What you are asked to do:
Only an exact copy is wanted: the lines from the one holding "the man's nose" through the last line below, minus the pictures.

Stored dataset items:
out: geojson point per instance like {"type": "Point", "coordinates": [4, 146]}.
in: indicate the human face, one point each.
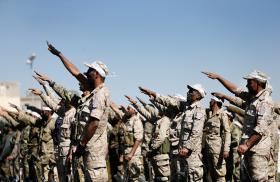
{"type": "Point", "coordinates": [252, 86]}
{"type": "Point", "coordinates": [192, 95]}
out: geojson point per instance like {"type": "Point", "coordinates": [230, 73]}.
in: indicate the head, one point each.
{"type": "Point", "coordinates": [131, 111]}
{"type": "Point", "coordinates": [96, 73]}
{"type": "Point", "coordinates": [256, 81]}
{"type": "Point", "coordinates": [254, 86]}
{"type": "Point", "coordinates": [46, 113]}
{"type": "Point", "coordinates": [215, 103]}
{"type": "Point", "coordinates": [196, 93]}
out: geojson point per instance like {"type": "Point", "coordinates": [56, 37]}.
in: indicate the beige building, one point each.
{"type": "Point", "coordinates": [10, 93]}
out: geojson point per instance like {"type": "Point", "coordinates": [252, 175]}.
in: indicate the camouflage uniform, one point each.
{"type": "Point", "coordinates": [160, 148]}
{"type": "Point", "coordinates": [257, 119]}
{"type": "Point", "coordinates": [68, 116]}
{"type": "Point", "coordinates": [8, 142]}
{"type": "Point", "coordinates": [192, 122]}
{"type": "Point", "coordinates": [217, 141]}
{"type": "Point", "coordinates": [45, 144]}
{"type": "Point", "coordinates": [77, 126]}
{"type": "Point", "coordinates": [30, 146]}
{"type": "Point", "coordinates": [150, 114]}
{"type": "Point", "coordinates": [133, 128]}
{"type": "Point", "coordinates": [233, 162]}
{"type": "Point", "coordinates": [96, 150]}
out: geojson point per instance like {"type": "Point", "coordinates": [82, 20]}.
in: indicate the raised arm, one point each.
{"type": "Point", "coordinates": [227, 84]}
{"type": "Point", "coordinates": [47, 100]}
{"type": "Point", "coordinates": [68, 65]}
{"type": "Point", "coordinates": [140, 108]}
{"type": "Point", "coordinates": [59, 89]}
{"type": "Point", "coordinates": [233, 100]}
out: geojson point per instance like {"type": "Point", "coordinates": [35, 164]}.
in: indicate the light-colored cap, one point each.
{"type": "Point", "coordinates": [28, 111]}
{"type": "Point", "coordinates": [199, 88]}
{"type": "Point", "coordinates": [46, 109]}
{"type": "Point", "coordinates": [36, 114]}
{"type": "Point", "coordinates": [216, 99]}
{"type": "Point", "coordinates": [179, 97]}
{"type": "Point", "coordinates": [100, 67]}
{"type": "Point", "coordinates": [257, 75]}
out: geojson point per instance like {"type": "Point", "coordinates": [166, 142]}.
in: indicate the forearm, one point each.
{"type": "Point", "coordinates": [61, 91]}
{"type": "Point", "coordinates": [228, 85]}
{"type": "Point", "coordinates": [72, 68]}
{"type": "Point", "coordinates": [89, 131]}
{"type": "Point", "coordinates": [253, 140]}
{"type": "Point", "coordinates": [142, 111]}
{"type": "Point", "coordinates": [135, 146]}
{"type": "Point", "coordinates": [50, 102]}
{"type": "Point", "coordinates": [166, 101]}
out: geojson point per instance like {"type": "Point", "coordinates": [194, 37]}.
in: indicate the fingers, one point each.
{"type": "Point", "coordinates": [205, 72]}
{"type": "Point", "coordinates": [37, 73]}
{"type": "Point", "coordinates": [129, 98]}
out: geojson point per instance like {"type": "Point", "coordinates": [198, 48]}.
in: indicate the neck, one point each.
{"type": "Point", "coordinates": [215, 108]}
{"type": "Point", "coordinates": [97, 83]}
{"type": "Point", "coordinates": [194, 101]}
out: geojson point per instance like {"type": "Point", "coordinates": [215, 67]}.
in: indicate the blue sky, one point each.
{"type": "Point", "coordinates": [160, 44]}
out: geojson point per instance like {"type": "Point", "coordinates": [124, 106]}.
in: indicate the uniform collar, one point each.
{"type": "Point", "coordinates": [217, 113]}
{"type": "Point", "coordinates": [98, 88]}
{"type": "Point", "coordinates": [195, 104]}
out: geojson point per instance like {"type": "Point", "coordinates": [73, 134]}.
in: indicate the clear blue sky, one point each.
{"type": "Point", "coordinates": [160, 44]}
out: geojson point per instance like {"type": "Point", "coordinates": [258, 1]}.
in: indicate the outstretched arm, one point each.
{"type": "Point", "coordinates": [227, 84]}
{"type": "Point", "coordinates": [68, 65]}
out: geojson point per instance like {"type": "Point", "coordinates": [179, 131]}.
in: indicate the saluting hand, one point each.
{"type": "Point", "coordinates": [52, 49]}
{"type": "Point", "coordinates": [130, 99]}
{"type": "Point", "coordinates": [219, 95]}
{"type": "Point", "coordinates": [211, 75]}
{"type": "Point", "coordinates": [242, 149]}
{"type": "Point", "coordinates": [35, 91]}
{"type": "Point", "coordinates": [42, 77]}
{"type": "Point", "coordinates": [183, 152]}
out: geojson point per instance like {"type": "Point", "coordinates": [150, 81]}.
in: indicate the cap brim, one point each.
{"type": "Point", "coordinates": [190, 87]}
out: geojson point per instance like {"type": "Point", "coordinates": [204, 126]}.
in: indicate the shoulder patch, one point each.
{"type": "Point", "coordinates": [199, 115]}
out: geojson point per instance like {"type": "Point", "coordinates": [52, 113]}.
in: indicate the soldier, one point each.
{"type": "Point", "coordinates": [67, 113]}
{"type": "Point", "coordinates": [217, 140]}
{"type": "Point", "coordinates": [133, 135]}
{"type": "Point", "coordinates": [45, 167]}
{"type": "Point", "coordinates": [256, 142]}
{"type": "Point", "coordinates": [192, 122]}
{"type": "Point", "coordinates": [93, 143]}
{"type": "Point", "coordinates": [159, 145]}
{"type": "Point", "coordinates": [149, 112]}
{"type": "Point", "coordinates": [8, 142]}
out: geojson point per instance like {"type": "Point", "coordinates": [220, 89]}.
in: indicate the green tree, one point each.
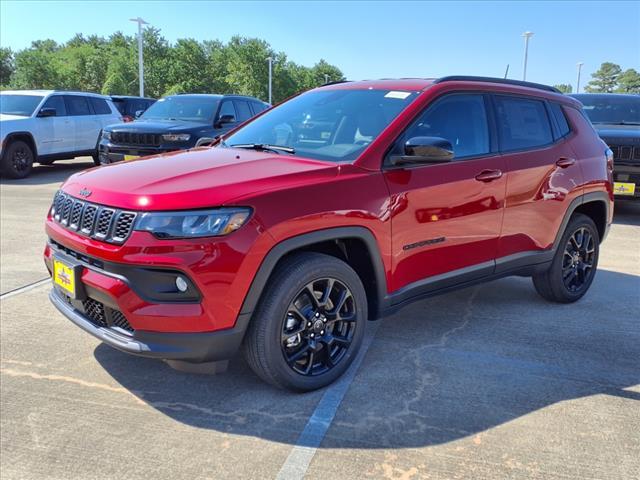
{"type": "Point", "coordinates": [629, 82]}
{"type": "Point", "coordinates": [605, 79]}
{"type": "Point", "coordinates": [6, 65]}
{"type": "Point", "coordinates": [564, 87]}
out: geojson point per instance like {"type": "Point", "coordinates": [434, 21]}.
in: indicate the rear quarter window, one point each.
{"type": "Point", "coordinates": [561, 119]}
{"type": "Point", "coordinates": [100, 106]}
{"type": "Point", "coordinates": [522, 123]}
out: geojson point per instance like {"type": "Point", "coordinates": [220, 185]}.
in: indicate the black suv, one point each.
{"type": "Point", "coordinates": [616, 118]}
{"type": "Point", "coordinates": [178, 122]}
{"type": "Point", "coordinates": [131, 107]}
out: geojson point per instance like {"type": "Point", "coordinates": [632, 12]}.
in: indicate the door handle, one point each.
{"type": "Point", "coordinates": [489, 175]}
{"type": "Point", "coordinates": [564, 162]}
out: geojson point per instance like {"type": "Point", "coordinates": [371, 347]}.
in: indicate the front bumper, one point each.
{"type": "Point", "coordinates": [193, 347]}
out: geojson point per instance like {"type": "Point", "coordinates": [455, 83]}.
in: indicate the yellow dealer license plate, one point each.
{"type": "Point", "coordinates": [622, 188]}
{"type": "Point", "coordinates": [64, 277]}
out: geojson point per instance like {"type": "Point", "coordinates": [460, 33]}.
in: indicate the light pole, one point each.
{"type": "Point", "coordinates": [527, 36]}
{"type": "Point", "coordinates": [270, 60]}
{"type": "Point", "coordinates": [579, 65]}
{"type": "Point", "coordinates": [140, 22]}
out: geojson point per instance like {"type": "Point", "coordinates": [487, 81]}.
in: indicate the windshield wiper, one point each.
{"type": "Point", "coordinates": [264, 146]}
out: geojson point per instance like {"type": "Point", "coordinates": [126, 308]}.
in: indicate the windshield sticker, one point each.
{"type": "Point", "coordinates": [396, 94]}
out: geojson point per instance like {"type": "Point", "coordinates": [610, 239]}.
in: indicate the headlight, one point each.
{"type": "Point", "coordinates": [176, 137]}
{"type": "Point", "coordinates": [193, 224]}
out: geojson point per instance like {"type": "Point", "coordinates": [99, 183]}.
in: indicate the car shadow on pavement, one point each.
{"type": "Point", "coordinates": [45, 174]}
{"type": "Point", "coordinates": [439, 370]}
{"type": "Point", "coordinates": [627, 212]}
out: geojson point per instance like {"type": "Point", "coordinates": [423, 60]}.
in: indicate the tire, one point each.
{"type": "Point", "coordinates": [574, 265]}
{"type": "Point", "coordinates": [17, 160]}
{"type": "Point", "coordinates": [286, 314]}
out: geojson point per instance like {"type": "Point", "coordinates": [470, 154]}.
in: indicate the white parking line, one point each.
{"type": "Point", "coordinates": [26, 288]}
{"type": "Point", "coordinates": [299, 459]}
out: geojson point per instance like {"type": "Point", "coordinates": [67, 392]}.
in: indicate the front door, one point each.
{"type": "Point", "coordinates": [446, 218]}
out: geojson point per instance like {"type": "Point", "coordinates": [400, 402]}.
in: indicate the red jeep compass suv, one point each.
{"type": "Point", "coordinates": [333, 208]}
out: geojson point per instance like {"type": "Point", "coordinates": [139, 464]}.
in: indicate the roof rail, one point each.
{"type": "Point", "coordinates": [507, 81]}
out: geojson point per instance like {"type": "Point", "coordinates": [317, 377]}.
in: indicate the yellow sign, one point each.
{"type": "Point", "coordinates": [63, 276]}
{"type": "Point", "coordinates": [620, 188]}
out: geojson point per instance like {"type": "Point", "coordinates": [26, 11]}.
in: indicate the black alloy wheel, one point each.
{"type": "Point", "coordinates": [318, 327]}
{"type": "Point", "coordinates": [578, 260]}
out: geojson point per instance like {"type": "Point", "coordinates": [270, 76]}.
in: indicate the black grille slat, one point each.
{"type": "Point", "coordinates": [76, 214]}
{"type": "Point", "coordinates": [88, 218]}
{"type": "Point", "coordinates": [103, 223]}
{"type": "Point", "coordinates": [123, 226]}
{"type": "Point", "coordinates": [133, 138]}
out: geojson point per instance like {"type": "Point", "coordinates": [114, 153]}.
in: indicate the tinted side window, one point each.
{"type": "Point", "coordinates": [258, 107]}
{"type": "Point", "coordinates": [56, 102]}
{"type": "Point", "coordinates": [522, 123]}
{"type": "Point", "coordinates": [561, 120]}
{"type": "Point", "coordinates": [459, 118]}
{"type": "Point", "coordinates": [77, 105]}
{"type": "Point", "coordinates": [244, 112]}
{"type": "Point", "coordinates": [227, 109]}
{"type": "Point", "coordinates": [100, 107]}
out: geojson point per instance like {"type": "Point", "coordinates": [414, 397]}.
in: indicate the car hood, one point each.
{"type": "Point", "coordinates": [158, 126]}
{"type": "Point", "coordinates": [618, 132]}
{"type": "Point", "coordinates": [200, 178]}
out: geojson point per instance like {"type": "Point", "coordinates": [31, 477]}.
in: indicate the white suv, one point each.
{"type": "Point", "coordinates": [44, 126]}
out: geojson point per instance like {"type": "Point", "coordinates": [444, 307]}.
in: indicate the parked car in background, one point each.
{"type": "Point", "coordinates": [44, 126]}
{"type": "Point", "coordinates": [178, 122]}
{"type": "Point", "coordinates": [616, 118]}
{"type": "Point", "coordinates": [286, 245]}
{"type": "Point", "coordinates": [131, 107]}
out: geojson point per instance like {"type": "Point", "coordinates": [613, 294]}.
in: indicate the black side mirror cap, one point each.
{"type": "Point", "coordinates": [47, 112]}
{"type": "Point", "coordinates": [427, 150]}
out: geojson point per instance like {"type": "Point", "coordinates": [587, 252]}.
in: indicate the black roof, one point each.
{"type": "Point", "coordinates": [507, 81]}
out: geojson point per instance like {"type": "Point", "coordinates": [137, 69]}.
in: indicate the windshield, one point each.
{"type": "Point", "coordinates": [334, 125]}
{"type": "Point", "coordinates": [193, 109]}
{"type": "Point", "coordinates": [21, 105]}
{"type": "Point", "coordinates": [612, 109]}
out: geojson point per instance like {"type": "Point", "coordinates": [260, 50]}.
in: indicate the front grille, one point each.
{"type": "Point", "coordinates": [91, 220]}
{"type": "Point", "coordinates": [132, 138]}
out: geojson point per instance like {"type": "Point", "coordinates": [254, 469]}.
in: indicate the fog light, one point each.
{"type": "Point", "coordinates": [181, 284]}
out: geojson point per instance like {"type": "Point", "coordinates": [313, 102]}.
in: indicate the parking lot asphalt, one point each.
{"type": "Point", "coordinates": [486, 382]}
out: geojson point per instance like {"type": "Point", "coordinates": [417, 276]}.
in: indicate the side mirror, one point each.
{"type": "Point", "coordinates": [425, 150]}
{"type": "Point", "coordinates": [47, 112]}
{"type": "Point", "coordinates": [225, 119]}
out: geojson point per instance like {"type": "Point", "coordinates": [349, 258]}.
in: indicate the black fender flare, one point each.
{"type": "Point", "coordinates": [590, 197]}
{"type": "Point", "coordinates": [34, 145]}
{"type": "Point", "coordinates": [294, 243]}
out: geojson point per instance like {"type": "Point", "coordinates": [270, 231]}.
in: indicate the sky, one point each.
{"type": "Point", "coordinates": [369, 39]}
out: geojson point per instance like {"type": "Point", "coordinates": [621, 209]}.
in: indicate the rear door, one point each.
{"type": "Point", "coordinates": [55, 134]}
{"type": "Point", "coordinates": [446, 217]}
{"type": "Point", "coordinates": [86, 126]}
{"type": "Point", "coordinates": [542, 173]}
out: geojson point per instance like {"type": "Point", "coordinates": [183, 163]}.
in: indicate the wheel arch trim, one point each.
{"type": "Point", "coordinates": [294, 243]}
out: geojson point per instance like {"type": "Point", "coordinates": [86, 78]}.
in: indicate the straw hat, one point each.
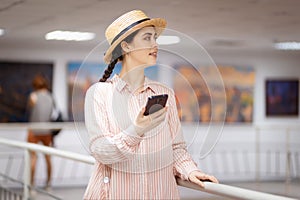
{"type": "Point", "coordinates": [127, 24]}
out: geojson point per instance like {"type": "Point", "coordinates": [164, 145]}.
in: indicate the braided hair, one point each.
{"type": "Point", "coordinates": [116, 56]}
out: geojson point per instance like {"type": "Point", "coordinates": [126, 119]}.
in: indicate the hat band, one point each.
{"type": "Point", "coordinates": [127, 28]}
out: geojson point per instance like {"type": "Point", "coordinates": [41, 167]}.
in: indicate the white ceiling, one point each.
{"type": "Point", "coordinates": [227, 24]}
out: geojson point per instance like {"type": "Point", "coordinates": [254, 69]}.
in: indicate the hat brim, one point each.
{"type": "Point", "coordinates": [158, 23]}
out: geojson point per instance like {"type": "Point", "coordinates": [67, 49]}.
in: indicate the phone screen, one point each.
{"type": "Point", "coordinates": [155, 103]}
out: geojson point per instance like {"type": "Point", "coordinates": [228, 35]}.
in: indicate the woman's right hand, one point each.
{"type": "Point", "coordinates": [146, 123]}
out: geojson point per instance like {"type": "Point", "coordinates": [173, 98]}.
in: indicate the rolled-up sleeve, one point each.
{"type": "Point", "coordinates": [105, 146]}
{"type": "Point", "coordinates": [183, 162]}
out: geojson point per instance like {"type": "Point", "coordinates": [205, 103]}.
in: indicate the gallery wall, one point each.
{"type": "Point", "coordinates": [266, 65]}
{"type": "Point", "coordinates": [235, 140]}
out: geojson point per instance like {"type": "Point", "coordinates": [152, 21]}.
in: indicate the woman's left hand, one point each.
{"type": "Point", "coordinates": [197, 177]}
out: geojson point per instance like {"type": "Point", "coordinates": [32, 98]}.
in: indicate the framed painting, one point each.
{"type": "Point", "coordinates": [282, 97]}
{"type": "Point", "coordinates": [195, 98]}
{"type": "Point", "coordinates": [16, 85]}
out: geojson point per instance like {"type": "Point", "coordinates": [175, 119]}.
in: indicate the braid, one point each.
{"type": "Point", "coordinates": [108, 71]}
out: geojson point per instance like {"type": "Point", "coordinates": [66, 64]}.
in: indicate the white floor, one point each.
{"type": "Point", "coordinates": [279, 188]}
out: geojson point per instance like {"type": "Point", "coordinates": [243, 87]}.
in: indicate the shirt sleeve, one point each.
{"type": "Point", "coordinates": [105, 146]}
{"type": "Point", "coordinates": [183, 162]}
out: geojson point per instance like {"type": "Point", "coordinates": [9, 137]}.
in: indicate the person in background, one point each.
{"type": "Point", "coordinates": [137, 156]}
{"type": "Point", "coordinates": [41, 105]}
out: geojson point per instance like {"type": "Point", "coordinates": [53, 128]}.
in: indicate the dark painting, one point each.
{"type": "Point", "coordinates": [282, 97]}
{"type": "Point", "coordinates": [15, 87]}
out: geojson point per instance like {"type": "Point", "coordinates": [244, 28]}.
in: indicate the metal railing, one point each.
{"type": "Point", "coordinates": [218, 189]}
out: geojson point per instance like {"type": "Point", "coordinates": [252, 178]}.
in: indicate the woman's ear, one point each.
{"type": "Point", "coordinates": [125, 47]}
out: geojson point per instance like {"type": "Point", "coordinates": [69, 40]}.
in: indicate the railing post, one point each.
{"type": "Point", "coordinates": [288, 157]}
{"type": "Point", "coordinates": [27, 175]}
{"type": "Point", "coordinates": [257, 147]}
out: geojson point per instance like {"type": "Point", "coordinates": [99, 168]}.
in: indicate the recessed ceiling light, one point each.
{"type": "Point", "coordinates": [287, 45]}
{"type": "Point", "coordinates": [167, 39]}
{"type": "Point", "coordinates": [69, 36]}
{"type": "Point", "coordinates": [1, 31]}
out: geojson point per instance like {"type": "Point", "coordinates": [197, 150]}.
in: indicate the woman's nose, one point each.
{"type": "Point", "coordinates": [154, 44]}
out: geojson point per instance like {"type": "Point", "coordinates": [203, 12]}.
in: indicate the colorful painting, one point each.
{"type": "Point", "coordinates": [16, 85]}
{"type": "Point", "coordinates": [81, 76]}
{"type": "Point", "coordinates": [282, 97]}
{"type": "Point", "coordinates": [199, 99]}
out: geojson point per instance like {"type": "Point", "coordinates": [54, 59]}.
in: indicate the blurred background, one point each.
{"type": "Point", "coordinates": [234, 65]}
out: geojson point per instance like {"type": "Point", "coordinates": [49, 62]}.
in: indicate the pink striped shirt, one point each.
{"type": "Point", "coordinates": [129, 166]}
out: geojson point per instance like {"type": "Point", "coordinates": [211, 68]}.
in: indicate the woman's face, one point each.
{"type": "Point", "coordinates": [142, 51]}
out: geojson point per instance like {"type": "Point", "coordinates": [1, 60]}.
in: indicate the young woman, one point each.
{"type": "Point", "coordinates": [41, 106]}
{"type": "Point", "coordinates": [137, 156]}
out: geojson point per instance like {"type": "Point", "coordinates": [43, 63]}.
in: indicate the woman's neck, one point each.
{"type": "Point", "coordinates": [134, 76]}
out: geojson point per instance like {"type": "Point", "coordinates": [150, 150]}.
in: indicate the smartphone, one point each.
{"type": "Point", "coordinates": [155, 103]}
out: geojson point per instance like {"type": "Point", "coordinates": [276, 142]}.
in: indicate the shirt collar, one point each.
{"type": "Point", "coordinates": [121, 84]}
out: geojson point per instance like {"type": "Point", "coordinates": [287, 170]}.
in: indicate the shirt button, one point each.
{"type": "Point", "coordinates": [106, 179]}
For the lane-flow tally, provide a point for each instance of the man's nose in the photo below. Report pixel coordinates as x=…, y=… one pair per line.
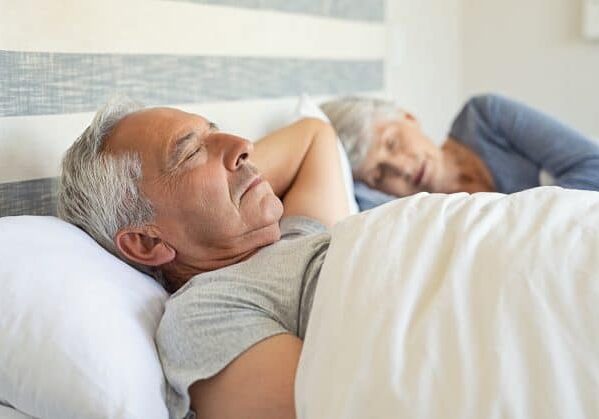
x=237, y=151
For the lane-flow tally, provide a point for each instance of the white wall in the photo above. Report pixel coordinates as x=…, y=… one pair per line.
x=424, y=66
x=533, y=50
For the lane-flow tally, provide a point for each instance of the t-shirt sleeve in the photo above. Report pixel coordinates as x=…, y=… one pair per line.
x=202, y=330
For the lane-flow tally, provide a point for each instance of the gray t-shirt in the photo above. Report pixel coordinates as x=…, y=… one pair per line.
x=218, y=315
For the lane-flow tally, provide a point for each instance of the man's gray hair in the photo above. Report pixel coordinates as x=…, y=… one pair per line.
x=354, y=118
x=98, y=191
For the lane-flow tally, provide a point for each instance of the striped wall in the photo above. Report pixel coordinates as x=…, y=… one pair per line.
x=240, y=62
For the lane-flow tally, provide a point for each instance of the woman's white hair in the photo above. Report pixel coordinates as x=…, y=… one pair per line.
x=354, y=118
x=99, y=191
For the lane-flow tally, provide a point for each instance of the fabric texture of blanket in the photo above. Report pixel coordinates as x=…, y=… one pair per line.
x=458, y=306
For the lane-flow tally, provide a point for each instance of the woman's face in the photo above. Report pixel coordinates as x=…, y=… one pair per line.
x=401, y=159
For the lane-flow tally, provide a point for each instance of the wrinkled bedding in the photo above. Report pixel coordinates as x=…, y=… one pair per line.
x=458, y=306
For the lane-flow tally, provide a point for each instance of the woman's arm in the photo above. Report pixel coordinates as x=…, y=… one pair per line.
x=302, y=164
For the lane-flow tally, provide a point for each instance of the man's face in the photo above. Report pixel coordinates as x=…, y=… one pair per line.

Exercise output:
For the lane-flow tally, provide a point for each instance of the man's nose in the photo below. Report pixel coordinates as x=…, y=… one pair per line.
x=237, y=151
For the lane-flow tally, provide a point for each instance of the white wall in the photo above. Report pixel coordinates as x=…, y=… one pair per line.
x=424, y=66
x=533, y=50
For the lane-flow tally, provide a point for each instance of the t-shirt sleeve in the photo above. Report pixel coordinates as x=…, y=… one pair per line.
x=202, y=330
For the lane-flow tally, provide a point for each instance of the gray t-shirt in the photo above. Report pixel coordinates as x=…, y=… one pair per line.
x=218, y=315
For the lane-flow tally, provide a point for each instance of the man's gray hair in the photo above. Report pixel coordinates as x=…, y=… one pair per line.
x=354, y=118
x=98, y=191
For the lane-flow tally, provide a point for each instance of the striped wall in the photo above. Report pixel coordinates as x=…, y=… one pair per line.
x=240, y=62
For the lane-flow tally, provide a point for each instance of the woman's white hair in the photo above. Report pixel coordinates as x=…, y=… one pair per line.
x=354, y=118
x=99, y=191
For the lane-flow tally, provide a point for each instance of the fabric texture of blanket in the photo above. Report pixel coordinates as x=…, y=… one pair per line.
x=458, y=306
For the lane-flow tally, provide a point for each instance of the woman's face in the photo above. Report pixel coordinates as x=…, y=… one pair per line.
x=401, y=159
For the lane-flow tally, provide a point for each instance of the wrinkled bedding in the photo above. Report pixel coordinates as x=…, y=… one pair per line.
x=458, y=306
For the lane-flow tally, provide a point for each instance of the woman's arm in the photo above. Report pixel coordinates as x=…, y=… one pair per line.
x=302, y=164
For the lane-flow tally, provide a point for each instance of the man's face in the photo above. Report pixel coordinates as x=…, y=… one pair per line.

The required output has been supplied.